(DATA Opens)

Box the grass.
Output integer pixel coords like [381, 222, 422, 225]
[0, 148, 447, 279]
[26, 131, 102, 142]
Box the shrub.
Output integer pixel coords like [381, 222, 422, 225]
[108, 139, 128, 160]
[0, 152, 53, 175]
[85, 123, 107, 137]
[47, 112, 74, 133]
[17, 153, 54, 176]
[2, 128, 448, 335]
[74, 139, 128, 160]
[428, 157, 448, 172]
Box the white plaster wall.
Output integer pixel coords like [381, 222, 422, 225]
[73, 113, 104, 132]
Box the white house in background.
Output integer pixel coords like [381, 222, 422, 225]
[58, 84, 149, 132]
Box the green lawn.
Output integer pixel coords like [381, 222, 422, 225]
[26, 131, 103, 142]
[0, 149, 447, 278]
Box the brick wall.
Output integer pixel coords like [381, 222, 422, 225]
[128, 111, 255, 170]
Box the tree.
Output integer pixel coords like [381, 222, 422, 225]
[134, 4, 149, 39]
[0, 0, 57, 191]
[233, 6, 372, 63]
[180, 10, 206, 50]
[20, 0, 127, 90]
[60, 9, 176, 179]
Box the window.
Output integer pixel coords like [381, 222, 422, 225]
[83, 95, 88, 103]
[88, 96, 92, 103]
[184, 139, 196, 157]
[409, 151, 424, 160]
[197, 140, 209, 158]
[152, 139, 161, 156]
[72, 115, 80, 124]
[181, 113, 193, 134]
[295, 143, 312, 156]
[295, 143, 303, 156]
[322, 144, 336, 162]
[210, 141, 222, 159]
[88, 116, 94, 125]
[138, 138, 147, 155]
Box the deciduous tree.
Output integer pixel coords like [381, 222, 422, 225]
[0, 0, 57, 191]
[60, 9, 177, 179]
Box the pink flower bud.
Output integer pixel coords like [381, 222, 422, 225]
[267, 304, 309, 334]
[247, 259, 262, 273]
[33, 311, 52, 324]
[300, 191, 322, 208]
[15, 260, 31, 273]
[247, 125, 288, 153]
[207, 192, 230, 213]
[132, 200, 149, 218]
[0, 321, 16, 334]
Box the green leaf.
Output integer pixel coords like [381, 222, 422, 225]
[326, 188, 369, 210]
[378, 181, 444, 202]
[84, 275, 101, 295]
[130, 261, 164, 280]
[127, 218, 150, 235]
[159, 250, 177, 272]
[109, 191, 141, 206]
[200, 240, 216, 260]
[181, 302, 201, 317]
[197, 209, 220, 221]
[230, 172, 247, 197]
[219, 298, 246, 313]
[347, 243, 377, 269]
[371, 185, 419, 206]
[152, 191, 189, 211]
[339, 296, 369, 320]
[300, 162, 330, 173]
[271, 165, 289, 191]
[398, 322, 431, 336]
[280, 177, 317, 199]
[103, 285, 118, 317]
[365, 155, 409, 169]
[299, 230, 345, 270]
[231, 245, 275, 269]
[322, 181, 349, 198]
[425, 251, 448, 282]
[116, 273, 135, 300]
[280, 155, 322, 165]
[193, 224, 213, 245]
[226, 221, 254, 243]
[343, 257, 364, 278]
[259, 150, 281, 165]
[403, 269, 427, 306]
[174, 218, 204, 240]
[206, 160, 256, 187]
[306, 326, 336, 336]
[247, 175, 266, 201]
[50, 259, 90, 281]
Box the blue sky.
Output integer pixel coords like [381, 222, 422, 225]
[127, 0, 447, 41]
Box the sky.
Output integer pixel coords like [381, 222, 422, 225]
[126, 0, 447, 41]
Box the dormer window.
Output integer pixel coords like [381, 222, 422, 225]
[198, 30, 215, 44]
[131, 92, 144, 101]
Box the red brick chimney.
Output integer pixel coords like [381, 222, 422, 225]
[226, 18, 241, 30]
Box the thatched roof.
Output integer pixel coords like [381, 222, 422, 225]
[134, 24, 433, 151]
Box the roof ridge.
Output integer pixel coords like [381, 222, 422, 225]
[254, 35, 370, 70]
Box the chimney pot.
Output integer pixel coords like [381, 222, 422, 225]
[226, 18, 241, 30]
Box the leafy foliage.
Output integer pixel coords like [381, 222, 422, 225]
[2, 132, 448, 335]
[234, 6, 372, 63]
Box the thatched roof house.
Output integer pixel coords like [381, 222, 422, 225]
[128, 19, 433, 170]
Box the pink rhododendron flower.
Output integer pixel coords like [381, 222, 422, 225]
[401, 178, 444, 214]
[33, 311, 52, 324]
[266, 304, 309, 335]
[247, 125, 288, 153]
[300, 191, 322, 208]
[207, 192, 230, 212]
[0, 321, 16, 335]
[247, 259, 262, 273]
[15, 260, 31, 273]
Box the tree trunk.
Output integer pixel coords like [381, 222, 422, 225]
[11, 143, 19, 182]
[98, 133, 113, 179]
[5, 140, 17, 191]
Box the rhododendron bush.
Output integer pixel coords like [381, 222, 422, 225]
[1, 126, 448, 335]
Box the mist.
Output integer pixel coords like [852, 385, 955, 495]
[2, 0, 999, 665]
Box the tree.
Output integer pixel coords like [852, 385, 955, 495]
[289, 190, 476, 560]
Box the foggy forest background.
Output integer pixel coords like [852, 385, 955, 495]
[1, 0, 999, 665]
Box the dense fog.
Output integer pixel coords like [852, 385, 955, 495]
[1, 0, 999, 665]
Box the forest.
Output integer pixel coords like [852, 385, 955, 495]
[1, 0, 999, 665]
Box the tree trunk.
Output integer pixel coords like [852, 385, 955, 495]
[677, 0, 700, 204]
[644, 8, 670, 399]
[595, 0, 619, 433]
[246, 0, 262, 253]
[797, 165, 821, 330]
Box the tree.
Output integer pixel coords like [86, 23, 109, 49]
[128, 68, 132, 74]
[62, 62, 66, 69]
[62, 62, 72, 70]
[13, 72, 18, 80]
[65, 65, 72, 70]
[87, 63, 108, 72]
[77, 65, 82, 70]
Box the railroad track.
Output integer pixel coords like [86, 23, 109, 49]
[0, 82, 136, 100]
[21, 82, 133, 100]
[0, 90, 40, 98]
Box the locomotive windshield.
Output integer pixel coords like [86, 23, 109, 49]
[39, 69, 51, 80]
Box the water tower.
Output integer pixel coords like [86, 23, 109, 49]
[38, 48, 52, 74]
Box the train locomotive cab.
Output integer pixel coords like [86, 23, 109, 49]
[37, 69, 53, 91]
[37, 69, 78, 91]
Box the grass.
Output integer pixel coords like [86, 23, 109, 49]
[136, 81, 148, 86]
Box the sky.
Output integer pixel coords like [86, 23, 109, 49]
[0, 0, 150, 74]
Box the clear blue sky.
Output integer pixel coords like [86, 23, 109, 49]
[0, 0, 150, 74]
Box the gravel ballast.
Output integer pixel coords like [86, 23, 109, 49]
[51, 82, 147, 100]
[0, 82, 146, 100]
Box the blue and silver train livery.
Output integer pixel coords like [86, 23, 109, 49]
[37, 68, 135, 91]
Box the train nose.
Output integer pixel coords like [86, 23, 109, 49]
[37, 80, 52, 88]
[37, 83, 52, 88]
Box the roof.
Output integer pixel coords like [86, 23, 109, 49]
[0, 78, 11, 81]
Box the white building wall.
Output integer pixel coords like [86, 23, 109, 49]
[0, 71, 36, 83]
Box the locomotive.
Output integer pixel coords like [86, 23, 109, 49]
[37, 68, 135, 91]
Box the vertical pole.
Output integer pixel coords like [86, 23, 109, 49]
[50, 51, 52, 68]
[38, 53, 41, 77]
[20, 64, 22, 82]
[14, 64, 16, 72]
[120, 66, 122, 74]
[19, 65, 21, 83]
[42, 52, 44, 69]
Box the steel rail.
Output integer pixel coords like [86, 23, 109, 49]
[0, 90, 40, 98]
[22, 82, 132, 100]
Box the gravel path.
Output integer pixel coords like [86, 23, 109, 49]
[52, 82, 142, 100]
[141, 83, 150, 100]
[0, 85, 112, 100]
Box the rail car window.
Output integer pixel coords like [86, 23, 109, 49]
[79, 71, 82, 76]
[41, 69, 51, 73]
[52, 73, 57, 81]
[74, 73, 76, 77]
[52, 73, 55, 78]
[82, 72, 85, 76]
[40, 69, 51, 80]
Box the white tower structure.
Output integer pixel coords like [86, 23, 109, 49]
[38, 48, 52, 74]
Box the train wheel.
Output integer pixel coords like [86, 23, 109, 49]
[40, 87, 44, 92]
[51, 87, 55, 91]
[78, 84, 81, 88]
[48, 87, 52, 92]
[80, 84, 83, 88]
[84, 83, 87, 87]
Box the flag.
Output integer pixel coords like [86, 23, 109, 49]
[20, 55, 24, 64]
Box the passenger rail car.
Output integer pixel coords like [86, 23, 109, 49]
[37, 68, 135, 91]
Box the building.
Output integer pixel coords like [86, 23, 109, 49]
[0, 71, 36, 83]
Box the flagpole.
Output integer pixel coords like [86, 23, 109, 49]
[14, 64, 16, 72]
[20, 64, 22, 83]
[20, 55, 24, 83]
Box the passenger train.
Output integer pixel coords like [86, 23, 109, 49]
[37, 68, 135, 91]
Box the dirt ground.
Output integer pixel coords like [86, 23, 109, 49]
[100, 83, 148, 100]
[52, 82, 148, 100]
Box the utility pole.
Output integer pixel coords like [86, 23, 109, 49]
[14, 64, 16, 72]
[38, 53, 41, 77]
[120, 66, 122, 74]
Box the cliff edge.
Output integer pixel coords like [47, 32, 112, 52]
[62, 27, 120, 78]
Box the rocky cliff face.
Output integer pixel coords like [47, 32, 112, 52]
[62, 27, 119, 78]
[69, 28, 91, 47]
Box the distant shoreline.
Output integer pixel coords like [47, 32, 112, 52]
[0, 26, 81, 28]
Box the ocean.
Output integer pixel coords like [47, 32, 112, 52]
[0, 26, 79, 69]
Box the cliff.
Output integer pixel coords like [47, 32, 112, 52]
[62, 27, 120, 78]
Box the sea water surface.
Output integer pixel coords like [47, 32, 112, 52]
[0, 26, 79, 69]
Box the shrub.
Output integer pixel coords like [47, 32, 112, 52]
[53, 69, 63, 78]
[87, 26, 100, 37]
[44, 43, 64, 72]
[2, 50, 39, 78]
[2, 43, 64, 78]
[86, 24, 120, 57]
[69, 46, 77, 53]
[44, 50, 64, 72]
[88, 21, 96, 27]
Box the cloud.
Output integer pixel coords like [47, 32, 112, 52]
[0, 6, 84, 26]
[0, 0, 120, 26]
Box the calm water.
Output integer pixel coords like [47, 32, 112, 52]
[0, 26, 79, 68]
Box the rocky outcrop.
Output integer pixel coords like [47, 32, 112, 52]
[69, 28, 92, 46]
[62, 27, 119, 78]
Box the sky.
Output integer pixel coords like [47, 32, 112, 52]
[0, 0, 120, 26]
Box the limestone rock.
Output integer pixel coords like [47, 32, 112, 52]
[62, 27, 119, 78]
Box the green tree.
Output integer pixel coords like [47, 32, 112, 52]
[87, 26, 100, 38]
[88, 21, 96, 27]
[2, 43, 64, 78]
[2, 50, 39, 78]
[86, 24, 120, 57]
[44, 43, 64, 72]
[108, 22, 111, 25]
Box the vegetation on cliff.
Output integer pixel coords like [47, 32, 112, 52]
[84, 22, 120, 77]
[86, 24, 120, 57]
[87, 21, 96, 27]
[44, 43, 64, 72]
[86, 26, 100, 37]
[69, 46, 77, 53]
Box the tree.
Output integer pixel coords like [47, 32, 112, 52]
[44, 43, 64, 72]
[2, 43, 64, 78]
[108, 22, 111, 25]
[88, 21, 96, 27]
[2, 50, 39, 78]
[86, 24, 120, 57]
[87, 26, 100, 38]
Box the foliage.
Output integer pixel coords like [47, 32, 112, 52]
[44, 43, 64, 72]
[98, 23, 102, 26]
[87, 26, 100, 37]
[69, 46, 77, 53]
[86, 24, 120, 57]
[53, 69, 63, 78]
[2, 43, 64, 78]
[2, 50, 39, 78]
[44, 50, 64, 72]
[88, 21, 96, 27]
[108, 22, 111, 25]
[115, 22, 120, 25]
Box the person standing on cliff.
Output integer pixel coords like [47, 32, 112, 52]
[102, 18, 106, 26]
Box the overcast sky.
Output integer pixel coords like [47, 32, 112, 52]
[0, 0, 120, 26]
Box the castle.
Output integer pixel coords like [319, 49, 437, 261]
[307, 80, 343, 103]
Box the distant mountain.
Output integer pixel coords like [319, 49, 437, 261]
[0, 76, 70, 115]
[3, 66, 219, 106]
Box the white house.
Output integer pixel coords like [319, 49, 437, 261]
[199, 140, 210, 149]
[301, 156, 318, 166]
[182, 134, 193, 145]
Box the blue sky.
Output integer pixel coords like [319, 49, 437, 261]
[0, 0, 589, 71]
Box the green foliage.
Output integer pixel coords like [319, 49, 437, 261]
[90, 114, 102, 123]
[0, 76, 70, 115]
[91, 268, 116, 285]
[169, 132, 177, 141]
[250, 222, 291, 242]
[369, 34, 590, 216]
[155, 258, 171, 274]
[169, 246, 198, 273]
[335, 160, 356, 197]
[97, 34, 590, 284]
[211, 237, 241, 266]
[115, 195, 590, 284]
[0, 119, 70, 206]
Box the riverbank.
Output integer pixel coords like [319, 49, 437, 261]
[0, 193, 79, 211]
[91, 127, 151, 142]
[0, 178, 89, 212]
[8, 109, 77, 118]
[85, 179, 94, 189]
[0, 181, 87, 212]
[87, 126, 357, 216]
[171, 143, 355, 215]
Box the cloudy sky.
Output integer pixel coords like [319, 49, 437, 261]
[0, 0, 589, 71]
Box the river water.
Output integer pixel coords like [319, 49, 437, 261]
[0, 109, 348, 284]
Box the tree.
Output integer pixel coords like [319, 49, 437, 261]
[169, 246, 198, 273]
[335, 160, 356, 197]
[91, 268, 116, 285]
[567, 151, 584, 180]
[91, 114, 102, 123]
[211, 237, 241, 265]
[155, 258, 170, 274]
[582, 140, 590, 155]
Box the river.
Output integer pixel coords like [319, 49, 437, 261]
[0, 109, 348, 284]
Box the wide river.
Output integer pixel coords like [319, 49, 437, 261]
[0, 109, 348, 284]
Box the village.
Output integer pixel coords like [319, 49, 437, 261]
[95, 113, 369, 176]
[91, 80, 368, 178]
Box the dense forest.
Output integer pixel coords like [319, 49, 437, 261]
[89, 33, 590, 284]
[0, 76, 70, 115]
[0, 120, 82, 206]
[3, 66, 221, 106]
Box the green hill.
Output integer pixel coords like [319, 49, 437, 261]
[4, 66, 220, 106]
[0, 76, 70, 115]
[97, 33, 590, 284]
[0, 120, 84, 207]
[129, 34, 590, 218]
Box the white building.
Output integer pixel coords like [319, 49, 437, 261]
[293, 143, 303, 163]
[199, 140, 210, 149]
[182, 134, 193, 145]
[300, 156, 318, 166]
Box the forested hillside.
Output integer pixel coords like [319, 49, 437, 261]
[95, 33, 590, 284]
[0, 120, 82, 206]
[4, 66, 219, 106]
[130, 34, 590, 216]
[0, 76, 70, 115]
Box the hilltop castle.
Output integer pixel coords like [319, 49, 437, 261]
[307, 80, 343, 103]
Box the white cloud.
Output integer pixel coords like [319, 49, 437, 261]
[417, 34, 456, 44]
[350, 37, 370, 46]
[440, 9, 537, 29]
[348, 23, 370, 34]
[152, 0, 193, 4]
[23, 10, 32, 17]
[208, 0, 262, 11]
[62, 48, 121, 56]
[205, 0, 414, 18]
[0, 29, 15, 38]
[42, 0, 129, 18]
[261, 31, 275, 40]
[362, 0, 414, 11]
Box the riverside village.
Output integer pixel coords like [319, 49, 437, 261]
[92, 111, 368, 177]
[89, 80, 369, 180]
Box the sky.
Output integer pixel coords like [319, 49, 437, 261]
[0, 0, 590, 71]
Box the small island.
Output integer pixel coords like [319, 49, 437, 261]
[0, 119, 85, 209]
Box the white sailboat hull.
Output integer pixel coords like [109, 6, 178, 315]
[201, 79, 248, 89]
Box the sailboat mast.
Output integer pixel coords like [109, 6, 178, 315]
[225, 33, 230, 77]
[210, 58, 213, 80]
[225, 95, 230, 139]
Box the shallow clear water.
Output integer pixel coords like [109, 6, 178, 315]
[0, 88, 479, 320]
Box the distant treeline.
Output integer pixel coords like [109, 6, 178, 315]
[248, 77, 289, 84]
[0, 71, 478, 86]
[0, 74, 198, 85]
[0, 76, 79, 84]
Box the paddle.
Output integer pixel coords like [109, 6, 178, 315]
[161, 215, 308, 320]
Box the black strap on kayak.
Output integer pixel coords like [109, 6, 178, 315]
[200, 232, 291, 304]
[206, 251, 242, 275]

(DATA Closes)

→ WHAT THE TASK REQUIRES: Extract each line holding the word "gravel" from the records.

→ SOLUTION TO THE PROBLEM:
Box the gravel ballast.
Box the gravel path.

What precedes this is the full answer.